*Exercise aim:* Copy, without any changes, the part of the data below that opens with the line containing "Spot the terracotta" and closes with the line containing "[(149, 309)]".
[start]
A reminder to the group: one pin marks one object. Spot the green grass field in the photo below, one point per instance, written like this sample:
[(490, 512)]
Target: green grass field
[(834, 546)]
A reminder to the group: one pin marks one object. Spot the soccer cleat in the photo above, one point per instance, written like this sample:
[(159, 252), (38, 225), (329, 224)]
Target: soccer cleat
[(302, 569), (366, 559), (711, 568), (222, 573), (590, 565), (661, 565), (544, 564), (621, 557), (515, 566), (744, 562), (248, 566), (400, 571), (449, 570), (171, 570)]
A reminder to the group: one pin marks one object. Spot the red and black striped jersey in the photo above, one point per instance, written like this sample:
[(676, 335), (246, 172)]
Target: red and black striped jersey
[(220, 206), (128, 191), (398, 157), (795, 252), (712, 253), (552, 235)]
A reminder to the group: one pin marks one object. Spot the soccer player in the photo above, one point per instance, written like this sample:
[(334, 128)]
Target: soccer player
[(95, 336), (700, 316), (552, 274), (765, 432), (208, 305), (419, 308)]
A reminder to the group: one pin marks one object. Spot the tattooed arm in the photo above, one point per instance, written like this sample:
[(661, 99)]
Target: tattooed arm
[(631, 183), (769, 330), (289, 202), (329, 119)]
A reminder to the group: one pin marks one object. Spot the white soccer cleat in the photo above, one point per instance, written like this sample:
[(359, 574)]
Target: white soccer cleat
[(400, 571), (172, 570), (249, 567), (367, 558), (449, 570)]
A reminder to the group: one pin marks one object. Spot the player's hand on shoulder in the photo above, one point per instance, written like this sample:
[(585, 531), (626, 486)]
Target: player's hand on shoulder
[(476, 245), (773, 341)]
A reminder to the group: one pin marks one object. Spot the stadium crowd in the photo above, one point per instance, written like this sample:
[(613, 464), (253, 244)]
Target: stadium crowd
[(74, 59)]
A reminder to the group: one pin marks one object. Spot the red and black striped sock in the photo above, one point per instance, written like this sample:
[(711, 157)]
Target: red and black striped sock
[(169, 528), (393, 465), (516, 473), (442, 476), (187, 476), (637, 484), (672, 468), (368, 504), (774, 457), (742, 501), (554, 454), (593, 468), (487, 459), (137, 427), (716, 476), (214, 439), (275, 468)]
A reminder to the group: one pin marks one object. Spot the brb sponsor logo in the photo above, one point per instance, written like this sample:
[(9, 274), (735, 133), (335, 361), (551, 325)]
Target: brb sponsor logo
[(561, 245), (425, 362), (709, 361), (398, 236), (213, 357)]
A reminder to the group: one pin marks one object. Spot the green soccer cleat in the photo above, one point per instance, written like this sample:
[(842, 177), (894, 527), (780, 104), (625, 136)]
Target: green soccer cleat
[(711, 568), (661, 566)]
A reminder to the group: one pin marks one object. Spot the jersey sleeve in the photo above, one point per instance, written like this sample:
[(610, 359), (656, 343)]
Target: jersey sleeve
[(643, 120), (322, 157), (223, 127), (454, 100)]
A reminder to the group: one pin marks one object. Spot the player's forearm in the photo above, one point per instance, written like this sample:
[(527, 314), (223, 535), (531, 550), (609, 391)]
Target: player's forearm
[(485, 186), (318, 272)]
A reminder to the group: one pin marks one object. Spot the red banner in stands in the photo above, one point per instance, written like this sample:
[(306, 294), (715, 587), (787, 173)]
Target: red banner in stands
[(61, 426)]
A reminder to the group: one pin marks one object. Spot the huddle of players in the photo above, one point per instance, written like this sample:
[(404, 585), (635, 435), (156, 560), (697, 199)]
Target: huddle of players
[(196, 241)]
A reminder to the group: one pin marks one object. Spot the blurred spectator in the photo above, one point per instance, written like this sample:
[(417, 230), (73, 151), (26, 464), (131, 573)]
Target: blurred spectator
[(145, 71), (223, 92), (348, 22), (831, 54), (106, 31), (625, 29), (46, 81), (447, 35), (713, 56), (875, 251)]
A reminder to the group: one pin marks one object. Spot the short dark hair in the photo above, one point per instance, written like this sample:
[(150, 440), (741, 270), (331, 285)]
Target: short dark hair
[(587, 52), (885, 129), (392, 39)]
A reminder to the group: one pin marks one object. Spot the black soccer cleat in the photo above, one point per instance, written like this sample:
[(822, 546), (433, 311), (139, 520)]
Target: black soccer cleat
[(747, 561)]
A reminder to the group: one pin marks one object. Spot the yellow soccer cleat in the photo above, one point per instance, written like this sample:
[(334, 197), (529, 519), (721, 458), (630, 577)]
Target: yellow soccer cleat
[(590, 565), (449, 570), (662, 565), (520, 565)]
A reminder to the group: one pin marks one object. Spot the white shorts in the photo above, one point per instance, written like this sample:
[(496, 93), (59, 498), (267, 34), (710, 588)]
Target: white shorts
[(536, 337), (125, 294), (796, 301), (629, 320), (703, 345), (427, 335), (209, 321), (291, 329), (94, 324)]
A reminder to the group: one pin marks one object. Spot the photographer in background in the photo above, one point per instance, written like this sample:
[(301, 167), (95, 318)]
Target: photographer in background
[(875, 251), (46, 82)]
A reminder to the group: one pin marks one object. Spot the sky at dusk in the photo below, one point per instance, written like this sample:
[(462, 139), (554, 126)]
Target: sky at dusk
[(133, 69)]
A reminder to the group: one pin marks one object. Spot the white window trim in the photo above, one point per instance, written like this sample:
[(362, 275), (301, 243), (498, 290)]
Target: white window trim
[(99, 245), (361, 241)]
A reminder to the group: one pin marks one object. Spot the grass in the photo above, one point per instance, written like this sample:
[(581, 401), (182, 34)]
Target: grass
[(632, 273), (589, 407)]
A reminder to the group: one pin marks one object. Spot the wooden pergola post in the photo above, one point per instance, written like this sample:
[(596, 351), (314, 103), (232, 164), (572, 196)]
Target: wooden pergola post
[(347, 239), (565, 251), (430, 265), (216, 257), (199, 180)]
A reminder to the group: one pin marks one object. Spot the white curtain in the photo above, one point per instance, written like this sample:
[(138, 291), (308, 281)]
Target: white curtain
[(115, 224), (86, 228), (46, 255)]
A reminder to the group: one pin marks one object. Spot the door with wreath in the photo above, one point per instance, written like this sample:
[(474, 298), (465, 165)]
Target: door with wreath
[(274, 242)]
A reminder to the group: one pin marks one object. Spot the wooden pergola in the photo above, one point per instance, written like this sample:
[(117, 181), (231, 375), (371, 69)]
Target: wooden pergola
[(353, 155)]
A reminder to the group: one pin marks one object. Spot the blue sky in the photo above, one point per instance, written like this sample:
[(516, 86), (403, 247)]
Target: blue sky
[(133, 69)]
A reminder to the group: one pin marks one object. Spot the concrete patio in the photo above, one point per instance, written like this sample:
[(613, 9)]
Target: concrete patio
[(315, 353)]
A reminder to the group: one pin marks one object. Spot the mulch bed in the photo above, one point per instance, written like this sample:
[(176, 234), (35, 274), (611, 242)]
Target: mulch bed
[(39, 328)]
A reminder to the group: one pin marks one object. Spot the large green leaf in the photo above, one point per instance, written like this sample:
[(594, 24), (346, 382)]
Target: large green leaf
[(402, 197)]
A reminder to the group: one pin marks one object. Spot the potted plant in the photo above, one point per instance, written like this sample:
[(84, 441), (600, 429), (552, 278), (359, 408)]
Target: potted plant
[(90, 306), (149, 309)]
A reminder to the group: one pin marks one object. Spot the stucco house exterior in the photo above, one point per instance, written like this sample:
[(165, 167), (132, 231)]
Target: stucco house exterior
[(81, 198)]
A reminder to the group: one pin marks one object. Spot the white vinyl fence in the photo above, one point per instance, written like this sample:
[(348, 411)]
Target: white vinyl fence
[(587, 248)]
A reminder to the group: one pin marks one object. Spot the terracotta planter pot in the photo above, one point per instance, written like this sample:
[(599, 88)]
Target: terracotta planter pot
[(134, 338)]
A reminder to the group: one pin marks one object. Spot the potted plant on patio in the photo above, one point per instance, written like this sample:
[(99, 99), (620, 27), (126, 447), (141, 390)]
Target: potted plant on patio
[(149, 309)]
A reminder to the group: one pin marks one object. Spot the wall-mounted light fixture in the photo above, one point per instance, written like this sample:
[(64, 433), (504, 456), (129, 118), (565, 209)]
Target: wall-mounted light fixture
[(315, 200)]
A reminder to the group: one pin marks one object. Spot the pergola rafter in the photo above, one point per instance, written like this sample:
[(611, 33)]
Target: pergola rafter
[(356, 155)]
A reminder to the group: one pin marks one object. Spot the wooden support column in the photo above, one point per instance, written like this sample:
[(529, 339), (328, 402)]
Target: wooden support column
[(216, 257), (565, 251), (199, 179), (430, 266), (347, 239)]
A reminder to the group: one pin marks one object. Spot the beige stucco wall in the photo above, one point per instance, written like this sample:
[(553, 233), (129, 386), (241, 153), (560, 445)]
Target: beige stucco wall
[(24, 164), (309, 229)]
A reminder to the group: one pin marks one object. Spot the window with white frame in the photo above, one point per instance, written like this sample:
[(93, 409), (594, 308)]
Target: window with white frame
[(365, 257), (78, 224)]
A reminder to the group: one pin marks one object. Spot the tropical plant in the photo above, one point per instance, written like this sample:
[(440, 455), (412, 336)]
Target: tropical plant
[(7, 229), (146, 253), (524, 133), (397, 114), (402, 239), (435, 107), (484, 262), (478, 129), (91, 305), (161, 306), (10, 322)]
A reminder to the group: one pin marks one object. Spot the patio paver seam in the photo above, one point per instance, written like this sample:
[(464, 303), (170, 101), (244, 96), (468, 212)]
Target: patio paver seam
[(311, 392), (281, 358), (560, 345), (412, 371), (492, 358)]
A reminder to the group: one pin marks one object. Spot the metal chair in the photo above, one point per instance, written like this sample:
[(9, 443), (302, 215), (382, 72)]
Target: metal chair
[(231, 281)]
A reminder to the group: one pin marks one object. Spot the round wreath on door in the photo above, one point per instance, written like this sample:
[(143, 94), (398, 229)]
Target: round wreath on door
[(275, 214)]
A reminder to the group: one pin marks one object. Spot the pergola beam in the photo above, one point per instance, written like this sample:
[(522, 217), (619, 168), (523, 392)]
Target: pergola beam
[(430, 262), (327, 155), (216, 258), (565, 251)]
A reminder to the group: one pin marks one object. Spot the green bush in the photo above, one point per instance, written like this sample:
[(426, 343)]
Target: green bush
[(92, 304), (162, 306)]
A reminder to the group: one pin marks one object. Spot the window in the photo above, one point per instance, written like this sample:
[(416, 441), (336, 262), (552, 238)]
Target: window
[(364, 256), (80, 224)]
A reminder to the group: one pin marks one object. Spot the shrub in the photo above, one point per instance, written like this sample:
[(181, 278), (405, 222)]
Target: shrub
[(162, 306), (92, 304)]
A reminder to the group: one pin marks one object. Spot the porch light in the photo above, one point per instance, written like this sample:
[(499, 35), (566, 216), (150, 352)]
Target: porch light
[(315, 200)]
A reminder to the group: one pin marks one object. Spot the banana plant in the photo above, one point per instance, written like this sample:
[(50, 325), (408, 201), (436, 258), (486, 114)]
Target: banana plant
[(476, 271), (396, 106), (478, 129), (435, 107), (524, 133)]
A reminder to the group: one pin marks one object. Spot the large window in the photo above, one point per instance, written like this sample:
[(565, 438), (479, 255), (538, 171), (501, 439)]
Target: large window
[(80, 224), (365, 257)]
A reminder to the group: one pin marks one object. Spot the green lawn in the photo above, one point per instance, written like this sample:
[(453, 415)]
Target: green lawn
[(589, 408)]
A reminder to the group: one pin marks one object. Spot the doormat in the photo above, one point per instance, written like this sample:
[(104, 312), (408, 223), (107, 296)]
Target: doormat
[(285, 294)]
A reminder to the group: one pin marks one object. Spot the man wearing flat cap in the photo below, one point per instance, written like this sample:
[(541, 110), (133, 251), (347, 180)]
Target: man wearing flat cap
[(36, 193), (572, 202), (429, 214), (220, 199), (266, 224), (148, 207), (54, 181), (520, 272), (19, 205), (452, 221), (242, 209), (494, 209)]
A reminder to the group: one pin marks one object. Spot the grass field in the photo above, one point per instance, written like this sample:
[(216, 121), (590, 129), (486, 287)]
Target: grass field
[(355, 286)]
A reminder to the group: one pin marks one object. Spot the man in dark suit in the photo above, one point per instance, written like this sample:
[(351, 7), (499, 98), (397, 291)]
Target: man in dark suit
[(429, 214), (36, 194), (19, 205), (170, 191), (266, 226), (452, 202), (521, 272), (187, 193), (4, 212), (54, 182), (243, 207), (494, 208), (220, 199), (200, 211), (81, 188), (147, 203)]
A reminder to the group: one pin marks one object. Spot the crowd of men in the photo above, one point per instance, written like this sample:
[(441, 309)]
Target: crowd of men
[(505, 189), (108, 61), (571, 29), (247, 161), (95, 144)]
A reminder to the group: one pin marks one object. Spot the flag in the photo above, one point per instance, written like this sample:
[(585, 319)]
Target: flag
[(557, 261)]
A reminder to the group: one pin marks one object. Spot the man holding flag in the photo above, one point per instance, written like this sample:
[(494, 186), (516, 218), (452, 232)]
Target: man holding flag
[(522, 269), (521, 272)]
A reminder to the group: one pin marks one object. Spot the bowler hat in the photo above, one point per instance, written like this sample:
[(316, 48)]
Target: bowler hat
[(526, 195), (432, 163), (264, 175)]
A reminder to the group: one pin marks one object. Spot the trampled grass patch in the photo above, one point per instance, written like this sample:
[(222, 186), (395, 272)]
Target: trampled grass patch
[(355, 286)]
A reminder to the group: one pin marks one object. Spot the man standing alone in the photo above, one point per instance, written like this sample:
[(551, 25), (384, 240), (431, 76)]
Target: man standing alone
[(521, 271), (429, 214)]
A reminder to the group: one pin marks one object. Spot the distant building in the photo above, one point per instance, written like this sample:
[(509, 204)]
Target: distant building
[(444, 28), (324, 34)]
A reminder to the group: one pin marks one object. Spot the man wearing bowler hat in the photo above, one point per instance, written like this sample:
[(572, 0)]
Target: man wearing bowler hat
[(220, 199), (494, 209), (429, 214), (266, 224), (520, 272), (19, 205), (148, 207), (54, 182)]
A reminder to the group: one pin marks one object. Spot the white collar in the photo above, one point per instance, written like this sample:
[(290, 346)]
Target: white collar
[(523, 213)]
[end]
*Solution for this task:*
A reminder to the group: one pin marks one object. Spot the terracotta planter pot in the photo above, one point per instance, written like this sample:
[(599, 88)]
Target: terracotta planter pot
[(134, 338)]
A reminder to the group: one pin marks one object. Spot the potted plant on patio in the photo above, one point per instance, written like this sample:
[(99, 99), (620, 27), (126, 447), (141, 390)]
Target: potted plant on patio
[(149, 309)]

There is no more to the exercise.